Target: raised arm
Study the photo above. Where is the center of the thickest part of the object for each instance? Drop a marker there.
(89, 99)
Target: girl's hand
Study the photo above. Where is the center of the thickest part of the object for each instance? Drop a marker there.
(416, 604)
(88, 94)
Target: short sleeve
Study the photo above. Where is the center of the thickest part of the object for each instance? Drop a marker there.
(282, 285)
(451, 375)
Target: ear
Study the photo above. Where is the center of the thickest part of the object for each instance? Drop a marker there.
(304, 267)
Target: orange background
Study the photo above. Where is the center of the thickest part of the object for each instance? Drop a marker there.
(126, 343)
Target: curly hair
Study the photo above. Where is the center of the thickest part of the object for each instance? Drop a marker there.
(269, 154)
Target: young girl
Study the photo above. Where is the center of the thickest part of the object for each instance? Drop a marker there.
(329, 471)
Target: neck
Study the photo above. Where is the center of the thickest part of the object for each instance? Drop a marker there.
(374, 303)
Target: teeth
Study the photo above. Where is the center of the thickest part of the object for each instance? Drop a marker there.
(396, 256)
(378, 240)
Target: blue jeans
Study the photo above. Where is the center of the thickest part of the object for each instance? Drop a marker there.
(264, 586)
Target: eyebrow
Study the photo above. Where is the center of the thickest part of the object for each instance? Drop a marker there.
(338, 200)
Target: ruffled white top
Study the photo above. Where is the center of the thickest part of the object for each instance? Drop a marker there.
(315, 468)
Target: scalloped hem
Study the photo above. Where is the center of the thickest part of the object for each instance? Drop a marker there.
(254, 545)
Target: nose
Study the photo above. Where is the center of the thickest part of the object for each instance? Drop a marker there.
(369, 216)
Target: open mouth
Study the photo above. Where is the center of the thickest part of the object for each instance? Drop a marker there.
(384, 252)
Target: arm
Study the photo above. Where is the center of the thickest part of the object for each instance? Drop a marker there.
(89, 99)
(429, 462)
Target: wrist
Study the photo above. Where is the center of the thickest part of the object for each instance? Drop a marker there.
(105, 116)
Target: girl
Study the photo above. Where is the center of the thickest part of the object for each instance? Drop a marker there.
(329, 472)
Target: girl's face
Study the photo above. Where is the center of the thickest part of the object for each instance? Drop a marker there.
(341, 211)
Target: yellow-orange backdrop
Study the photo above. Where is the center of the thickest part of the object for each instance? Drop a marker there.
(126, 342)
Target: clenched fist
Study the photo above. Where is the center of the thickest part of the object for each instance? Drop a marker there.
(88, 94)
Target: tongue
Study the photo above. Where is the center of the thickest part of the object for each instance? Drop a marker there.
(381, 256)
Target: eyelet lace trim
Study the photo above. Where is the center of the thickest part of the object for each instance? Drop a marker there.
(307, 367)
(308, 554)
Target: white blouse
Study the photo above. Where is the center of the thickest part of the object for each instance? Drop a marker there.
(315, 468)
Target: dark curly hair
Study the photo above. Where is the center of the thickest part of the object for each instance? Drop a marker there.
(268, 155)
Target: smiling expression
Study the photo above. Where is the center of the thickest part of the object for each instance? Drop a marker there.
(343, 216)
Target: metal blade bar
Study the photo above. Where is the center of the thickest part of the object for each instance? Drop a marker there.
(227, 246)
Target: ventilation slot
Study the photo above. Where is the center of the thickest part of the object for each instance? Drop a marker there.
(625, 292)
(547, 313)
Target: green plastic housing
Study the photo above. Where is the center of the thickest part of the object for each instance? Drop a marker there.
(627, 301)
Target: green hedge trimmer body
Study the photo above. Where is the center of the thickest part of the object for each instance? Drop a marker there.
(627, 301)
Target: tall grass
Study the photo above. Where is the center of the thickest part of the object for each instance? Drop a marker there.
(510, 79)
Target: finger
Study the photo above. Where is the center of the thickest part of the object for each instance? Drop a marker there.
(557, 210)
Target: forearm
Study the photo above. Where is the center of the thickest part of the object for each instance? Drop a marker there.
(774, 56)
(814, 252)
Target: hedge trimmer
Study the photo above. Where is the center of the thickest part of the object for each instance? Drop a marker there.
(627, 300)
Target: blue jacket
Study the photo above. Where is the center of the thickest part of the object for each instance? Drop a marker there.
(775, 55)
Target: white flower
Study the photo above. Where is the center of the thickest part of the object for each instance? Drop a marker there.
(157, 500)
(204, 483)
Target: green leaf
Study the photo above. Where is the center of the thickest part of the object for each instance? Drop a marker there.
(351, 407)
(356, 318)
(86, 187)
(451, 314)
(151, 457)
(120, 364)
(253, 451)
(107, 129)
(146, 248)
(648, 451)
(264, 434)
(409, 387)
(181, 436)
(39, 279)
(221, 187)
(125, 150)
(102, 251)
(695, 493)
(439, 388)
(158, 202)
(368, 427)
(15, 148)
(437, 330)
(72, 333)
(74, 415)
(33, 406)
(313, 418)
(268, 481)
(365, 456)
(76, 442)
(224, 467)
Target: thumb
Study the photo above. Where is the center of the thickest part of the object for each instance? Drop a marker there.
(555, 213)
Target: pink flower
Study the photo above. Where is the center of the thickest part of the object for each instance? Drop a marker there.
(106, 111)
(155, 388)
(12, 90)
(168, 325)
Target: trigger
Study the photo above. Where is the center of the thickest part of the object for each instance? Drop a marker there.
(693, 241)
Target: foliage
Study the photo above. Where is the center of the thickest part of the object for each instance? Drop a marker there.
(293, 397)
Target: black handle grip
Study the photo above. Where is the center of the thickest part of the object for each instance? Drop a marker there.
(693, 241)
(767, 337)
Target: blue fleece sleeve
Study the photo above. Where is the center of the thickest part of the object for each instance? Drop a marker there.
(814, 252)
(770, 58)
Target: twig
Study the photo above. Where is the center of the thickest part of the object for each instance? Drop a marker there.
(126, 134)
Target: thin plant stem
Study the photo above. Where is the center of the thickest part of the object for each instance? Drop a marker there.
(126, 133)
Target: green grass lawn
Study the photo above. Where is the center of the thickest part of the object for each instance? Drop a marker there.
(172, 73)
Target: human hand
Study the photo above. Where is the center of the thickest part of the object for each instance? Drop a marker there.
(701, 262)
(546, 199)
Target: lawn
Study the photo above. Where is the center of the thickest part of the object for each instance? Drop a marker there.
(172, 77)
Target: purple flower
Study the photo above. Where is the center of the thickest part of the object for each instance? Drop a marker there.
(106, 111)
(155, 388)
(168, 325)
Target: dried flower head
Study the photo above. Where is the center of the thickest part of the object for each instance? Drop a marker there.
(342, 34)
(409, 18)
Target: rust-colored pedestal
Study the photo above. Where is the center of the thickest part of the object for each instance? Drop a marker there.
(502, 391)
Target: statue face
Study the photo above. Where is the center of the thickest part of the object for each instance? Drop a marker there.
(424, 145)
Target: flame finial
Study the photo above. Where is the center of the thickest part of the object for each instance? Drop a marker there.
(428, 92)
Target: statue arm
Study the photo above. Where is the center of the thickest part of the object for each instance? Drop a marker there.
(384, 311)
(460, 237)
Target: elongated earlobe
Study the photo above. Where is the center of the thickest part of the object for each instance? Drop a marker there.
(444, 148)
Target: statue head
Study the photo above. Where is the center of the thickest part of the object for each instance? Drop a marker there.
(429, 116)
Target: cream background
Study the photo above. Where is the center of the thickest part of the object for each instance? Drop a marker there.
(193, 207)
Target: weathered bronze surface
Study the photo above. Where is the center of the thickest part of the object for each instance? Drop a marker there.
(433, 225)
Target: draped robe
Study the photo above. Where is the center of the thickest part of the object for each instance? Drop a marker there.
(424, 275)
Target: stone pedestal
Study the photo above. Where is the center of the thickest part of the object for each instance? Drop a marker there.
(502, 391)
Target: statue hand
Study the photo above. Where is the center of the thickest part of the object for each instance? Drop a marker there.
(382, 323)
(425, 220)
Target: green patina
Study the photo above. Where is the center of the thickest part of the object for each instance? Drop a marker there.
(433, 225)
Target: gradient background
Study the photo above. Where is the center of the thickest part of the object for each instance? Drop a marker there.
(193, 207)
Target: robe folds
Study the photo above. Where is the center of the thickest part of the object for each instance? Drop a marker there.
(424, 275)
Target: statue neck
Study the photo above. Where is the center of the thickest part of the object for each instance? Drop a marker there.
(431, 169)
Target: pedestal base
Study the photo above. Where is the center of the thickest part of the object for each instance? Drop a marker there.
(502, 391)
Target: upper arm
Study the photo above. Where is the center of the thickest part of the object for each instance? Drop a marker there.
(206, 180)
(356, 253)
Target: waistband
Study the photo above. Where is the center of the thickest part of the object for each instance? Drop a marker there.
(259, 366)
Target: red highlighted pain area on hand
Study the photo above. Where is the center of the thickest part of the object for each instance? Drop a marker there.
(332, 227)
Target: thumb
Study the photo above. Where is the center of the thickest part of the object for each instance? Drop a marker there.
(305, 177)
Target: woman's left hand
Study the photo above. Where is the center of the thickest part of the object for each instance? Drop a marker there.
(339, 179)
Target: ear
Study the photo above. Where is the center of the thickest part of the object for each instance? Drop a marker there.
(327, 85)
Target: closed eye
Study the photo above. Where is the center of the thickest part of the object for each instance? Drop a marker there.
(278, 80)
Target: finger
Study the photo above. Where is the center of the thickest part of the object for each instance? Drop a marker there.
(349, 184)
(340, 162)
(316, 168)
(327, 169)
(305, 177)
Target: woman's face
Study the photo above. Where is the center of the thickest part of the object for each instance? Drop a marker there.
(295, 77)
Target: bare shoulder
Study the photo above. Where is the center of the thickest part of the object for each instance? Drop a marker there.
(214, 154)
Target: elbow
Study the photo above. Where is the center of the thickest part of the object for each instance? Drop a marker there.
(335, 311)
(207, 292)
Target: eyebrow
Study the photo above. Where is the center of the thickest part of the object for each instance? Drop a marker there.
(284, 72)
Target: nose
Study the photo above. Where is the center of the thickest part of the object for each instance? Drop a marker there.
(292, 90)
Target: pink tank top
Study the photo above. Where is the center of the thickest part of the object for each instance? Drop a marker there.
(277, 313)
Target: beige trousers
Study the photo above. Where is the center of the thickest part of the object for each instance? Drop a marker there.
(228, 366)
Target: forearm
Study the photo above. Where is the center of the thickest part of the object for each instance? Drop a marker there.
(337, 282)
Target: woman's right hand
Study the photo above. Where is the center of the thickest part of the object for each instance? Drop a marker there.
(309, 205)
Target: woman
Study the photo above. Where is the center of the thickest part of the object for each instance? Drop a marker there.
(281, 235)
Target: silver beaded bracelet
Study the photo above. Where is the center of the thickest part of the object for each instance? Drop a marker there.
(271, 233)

----

**Problem to work on**
Only the lines from the top of the data through the line that contains "Target: short sleeve" should be quoted, exactly as they stand.

**Reply**
Target: raised arm
Study the photo above. Where is the center of the thickest part of the object for each instance? Drop a marker there.
(89, 99)
Target: girl's hand
Study the photo above. Where is the center of the thickest part of the object for each instance? Drop a marker there.
(416, 604)
(88, 94)
Target: short sleeve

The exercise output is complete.